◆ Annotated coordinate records
☆ ☆ ☆ ☆ ☆

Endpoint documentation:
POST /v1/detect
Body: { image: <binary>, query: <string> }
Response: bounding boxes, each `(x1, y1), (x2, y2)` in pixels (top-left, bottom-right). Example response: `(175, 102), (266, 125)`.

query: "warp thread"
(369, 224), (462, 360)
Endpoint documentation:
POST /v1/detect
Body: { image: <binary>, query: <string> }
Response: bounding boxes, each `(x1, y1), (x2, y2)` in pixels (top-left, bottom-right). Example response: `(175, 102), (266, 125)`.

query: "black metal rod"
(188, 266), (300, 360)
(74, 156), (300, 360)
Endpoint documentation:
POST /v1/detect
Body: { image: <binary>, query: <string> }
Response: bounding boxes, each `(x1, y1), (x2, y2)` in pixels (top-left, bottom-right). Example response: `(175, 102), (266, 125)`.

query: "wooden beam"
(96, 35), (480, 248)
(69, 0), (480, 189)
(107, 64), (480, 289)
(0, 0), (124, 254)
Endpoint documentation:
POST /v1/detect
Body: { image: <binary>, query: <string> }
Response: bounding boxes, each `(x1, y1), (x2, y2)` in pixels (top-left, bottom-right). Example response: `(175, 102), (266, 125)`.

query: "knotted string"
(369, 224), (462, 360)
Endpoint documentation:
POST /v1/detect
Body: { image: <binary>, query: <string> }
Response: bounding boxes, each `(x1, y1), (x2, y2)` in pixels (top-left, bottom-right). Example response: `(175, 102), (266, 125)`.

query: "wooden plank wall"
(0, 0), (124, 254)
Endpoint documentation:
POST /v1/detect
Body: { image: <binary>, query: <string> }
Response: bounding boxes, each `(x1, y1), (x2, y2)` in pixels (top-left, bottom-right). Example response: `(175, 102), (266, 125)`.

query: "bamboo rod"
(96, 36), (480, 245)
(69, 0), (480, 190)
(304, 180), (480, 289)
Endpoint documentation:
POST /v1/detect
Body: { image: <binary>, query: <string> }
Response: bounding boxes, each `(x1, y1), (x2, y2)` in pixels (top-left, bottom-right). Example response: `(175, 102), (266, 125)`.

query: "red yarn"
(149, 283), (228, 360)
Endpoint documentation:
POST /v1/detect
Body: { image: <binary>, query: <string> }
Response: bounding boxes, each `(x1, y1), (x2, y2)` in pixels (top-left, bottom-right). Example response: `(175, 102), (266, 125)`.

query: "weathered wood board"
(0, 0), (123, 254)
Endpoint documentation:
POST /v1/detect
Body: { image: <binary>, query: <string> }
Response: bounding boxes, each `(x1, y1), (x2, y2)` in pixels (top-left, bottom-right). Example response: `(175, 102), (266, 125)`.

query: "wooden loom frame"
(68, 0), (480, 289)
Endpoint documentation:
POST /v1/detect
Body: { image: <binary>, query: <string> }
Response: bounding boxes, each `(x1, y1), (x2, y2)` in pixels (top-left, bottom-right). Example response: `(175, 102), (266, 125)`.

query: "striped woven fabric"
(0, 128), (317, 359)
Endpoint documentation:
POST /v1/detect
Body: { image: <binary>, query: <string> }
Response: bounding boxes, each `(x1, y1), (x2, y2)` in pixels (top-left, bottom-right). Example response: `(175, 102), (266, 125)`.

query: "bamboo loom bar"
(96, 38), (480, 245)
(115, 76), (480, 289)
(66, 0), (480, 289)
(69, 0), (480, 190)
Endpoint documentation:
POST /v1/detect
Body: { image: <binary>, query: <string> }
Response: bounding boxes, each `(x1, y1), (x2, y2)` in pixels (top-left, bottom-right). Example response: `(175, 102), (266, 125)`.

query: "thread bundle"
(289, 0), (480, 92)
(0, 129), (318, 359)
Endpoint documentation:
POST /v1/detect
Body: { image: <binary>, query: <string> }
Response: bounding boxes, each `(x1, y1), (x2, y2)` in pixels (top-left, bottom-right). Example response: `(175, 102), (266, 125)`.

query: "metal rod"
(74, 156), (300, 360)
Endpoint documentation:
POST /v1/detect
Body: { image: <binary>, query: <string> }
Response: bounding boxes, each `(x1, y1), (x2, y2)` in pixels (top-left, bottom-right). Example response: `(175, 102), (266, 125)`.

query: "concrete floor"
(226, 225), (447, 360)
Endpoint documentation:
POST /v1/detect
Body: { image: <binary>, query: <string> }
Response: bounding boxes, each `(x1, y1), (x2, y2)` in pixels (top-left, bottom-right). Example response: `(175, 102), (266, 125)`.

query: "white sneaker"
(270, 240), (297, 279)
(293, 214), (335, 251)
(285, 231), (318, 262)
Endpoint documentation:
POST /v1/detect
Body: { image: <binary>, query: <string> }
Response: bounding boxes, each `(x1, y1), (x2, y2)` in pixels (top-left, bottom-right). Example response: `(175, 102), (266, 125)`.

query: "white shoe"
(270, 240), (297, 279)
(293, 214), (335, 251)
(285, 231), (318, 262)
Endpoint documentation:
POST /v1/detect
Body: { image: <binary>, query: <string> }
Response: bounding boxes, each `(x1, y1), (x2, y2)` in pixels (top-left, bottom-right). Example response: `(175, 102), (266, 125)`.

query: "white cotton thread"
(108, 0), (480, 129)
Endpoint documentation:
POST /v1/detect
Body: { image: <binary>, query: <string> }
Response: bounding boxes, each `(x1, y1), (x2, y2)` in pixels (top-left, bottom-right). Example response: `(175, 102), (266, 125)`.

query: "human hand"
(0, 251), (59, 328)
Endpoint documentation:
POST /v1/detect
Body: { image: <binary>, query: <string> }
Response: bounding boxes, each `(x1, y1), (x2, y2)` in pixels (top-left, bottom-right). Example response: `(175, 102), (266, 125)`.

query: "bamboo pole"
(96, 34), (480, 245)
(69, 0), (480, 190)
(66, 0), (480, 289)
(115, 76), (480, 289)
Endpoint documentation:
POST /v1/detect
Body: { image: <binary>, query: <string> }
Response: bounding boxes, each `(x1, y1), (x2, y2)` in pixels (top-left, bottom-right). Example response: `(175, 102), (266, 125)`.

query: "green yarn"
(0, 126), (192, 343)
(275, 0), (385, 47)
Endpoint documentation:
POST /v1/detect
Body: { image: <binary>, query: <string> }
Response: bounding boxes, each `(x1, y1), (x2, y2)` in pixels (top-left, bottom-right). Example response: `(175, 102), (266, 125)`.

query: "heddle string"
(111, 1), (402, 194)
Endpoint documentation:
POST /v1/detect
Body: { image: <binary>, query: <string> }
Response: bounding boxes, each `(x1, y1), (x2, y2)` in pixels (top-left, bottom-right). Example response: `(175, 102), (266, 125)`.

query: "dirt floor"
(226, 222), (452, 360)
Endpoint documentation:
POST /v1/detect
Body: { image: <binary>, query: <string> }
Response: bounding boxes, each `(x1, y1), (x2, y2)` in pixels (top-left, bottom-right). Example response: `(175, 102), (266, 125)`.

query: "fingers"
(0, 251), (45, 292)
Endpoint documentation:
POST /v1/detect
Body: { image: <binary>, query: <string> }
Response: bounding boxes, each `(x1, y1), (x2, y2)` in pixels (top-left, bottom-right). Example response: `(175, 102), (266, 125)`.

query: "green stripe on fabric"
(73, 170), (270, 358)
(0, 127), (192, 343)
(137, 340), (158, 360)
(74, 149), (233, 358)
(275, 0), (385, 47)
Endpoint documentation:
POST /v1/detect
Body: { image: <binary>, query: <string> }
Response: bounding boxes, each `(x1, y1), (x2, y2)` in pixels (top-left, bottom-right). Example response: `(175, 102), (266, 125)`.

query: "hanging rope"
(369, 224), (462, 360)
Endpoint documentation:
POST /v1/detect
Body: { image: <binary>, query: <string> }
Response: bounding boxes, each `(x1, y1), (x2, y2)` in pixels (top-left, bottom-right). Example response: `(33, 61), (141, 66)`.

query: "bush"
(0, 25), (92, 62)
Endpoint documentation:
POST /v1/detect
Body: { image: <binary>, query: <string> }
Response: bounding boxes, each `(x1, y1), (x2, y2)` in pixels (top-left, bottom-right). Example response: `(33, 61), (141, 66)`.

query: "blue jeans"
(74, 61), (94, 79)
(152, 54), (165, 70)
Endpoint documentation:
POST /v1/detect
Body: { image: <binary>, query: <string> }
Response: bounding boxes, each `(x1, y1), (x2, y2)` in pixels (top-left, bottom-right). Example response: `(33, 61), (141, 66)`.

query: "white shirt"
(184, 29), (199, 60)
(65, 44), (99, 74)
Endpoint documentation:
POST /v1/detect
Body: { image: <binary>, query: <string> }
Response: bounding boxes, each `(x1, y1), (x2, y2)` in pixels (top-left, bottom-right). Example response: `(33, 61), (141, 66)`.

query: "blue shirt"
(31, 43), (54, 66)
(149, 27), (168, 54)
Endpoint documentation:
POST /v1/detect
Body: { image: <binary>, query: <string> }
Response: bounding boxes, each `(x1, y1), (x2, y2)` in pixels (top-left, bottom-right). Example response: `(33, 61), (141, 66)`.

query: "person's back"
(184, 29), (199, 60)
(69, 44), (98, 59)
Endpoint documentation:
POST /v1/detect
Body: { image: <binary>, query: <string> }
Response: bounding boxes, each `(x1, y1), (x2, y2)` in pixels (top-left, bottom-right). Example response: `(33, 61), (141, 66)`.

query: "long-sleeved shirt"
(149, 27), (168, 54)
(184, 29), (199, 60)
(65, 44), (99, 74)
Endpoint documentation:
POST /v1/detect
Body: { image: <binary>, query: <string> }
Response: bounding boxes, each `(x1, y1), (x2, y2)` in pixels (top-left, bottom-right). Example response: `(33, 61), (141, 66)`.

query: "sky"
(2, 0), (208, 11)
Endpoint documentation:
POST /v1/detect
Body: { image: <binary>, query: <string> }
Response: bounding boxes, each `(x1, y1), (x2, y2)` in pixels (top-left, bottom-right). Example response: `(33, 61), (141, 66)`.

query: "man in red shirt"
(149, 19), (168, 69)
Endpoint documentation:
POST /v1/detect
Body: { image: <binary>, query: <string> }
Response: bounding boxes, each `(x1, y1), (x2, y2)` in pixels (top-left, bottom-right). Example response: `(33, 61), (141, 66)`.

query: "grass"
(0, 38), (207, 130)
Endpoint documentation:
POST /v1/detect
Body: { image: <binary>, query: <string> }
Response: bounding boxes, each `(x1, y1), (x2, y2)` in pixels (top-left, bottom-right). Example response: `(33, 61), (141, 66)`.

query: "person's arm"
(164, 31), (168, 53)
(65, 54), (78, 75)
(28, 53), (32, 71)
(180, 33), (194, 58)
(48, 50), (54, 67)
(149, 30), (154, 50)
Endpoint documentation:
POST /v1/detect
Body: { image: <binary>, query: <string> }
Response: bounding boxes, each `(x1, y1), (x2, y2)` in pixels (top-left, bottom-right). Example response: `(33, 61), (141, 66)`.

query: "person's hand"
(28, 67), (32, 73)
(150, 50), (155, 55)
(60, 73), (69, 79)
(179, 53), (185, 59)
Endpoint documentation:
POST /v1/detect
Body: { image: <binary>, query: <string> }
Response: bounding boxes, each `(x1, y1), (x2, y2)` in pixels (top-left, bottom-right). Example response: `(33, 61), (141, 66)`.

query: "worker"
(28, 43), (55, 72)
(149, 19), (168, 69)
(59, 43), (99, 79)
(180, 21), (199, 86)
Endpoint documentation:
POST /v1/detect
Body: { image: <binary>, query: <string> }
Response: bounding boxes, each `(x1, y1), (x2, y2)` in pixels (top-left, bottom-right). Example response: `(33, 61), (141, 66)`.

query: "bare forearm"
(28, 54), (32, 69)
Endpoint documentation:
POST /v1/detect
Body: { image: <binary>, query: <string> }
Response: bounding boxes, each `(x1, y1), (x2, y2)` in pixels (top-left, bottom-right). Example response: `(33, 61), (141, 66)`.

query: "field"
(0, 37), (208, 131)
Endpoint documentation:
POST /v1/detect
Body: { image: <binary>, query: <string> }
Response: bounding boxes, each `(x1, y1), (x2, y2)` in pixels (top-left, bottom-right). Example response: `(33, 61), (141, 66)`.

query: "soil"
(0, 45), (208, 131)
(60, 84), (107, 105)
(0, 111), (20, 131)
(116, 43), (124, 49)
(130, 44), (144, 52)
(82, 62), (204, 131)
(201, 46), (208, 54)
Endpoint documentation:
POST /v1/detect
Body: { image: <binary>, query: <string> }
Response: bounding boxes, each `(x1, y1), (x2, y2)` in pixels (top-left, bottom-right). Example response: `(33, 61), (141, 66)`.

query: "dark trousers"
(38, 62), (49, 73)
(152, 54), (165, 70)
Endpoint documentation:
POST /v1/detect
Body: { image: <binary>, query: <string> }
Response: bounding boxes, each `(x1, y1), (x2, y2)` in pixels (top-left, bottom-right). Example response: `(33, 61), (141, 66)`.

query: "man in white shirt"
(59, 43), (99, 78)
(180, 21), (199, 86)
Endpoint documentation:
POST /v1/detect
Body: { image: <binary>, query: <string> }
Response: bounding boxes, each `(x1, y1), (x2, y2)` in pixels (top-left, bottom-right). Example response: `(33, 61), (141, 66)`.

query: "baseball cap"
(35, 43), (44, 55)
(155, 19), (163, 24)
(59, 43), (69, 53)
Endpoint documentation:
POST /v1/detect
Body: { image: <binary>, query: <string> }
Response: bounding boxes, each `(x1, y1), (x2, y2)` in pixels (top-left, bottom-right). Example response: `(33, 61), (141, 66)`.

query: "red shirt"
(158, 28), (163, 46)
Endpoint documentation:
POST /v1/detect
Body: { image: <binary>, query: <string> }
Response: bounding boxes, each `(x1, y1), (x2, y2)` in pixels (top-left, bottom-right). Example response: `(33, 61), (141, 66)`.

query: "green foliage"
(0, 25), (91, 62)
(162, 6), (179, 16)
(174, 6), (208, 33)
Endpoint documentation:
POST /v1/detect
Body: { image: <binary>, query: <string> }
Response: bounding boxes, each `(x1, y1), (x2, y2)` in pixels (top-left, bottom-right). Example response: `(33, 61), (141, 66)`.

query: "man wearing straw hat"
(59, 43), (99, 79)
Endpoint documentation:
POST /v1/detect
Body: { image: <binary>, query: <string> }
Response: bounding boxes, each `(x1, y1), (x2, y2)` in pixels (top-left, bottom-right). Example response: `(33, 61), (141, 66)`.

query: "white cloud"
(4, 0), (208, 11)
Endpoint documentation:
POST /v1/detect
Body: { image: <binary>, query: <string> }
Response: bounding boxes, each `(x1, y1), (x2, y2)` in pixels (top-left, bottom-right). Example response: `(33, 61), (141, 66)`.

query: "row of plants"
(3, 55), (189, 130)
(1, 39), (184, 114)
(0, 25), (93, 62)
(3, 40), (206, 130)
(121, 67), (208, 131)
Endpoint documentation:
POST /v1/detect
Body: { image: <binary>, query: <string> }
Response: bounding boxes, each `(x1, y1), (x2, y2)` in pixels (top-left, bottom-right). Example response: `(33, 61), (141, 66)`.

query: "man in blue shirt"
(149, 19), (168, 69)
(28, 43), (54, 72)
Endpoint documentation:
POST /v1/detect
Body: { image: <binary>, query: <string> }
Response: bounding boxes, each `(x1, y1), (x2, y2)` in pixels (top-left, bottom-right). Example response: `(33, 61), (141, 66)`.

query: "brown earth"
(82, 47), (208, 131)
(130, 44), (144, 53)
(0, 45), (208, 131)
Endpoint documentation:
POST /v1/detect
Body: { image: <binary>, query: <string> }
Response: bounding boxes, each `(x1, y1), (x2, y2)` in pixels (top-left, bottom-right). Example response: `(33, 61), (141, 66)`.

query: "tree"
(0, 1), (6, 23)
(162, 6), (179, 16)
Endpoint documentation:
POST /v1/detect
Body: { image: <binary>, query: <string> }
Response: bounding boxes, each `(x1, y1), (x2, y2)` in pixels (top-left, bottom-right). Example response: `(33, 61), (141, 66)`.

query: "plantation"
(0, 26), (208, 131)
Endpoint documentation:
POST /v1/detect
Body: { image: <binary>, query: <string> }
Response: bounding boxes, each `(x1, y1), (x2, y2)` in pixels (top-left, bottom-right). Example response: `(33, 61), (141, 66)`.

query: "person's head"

☆ ☆ ☆ ☆ ☆

◆ The request
Show each line of the material that contains the string "blue", matching case exactly.

◆ Expected output
query: "blue jeans"
query: "blue shirt"
query: "man in blue shirt"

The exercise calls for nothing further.